THE TASK: The answer should be one number only, namely how many lines of the records hold the word "brown".

ENTRIES PROVIDED:
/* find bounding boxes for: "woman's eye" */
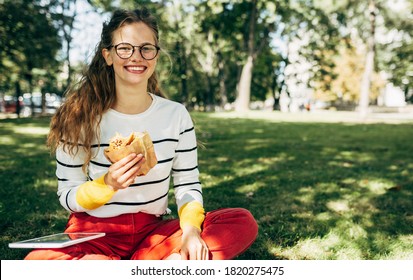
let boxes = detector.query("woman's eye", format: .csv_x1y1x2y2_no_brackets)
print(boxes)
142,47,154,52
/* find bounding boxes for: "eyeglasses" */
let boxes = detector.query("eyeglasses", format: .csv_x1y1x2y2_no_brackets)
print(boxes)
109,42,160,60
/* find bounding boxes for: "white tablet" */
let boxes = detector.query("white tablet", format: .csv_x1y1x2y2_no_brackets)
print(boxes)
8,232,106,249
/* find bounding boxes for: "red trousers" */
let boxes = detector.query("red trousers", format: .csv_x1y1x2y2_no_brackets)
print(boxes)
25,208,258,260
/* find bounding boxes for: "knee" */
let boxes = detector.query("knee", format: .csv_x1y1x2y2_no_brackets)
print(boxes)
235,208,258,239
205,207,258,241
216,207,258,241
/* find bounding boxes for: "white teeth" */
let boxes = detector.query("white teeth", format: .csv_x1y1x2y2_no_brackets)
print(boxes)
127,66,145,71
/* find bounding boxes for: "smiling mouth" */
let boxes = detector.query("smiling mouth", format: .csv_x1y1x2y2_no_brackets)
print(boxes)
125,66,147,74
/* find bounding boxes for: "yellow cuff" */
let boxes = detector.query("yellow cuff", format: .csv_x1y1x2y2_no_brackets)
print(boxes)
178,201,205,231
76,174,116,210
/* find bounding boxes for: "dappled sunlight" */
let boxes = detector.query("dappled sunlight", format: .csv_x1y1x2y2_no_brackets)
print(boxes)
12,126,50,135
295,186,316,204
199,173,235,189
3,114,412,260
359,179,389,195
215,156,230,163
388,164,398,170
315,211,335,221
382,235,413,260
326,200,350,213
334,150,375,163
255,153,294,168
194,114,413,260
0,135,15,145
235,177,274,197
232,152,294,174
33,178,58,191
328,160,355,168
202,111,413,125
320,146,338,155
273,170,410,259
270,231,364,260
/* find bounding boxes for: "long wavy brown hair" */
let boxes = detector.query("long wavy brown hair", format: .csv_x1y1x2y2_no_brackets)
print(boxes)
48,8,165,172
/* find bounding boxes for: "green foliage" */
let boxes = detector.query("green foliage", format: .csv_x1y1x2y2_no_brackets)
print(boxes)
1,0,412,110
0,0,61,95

...

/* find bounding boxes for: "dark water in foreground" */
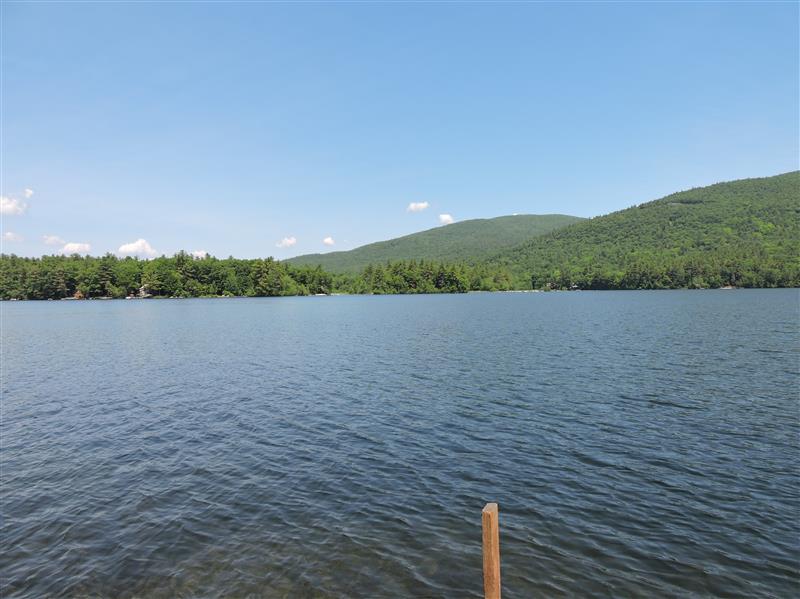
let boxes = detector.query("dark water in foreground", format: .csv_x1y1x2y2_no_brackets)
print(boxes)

REPLY TO THE TASK: 2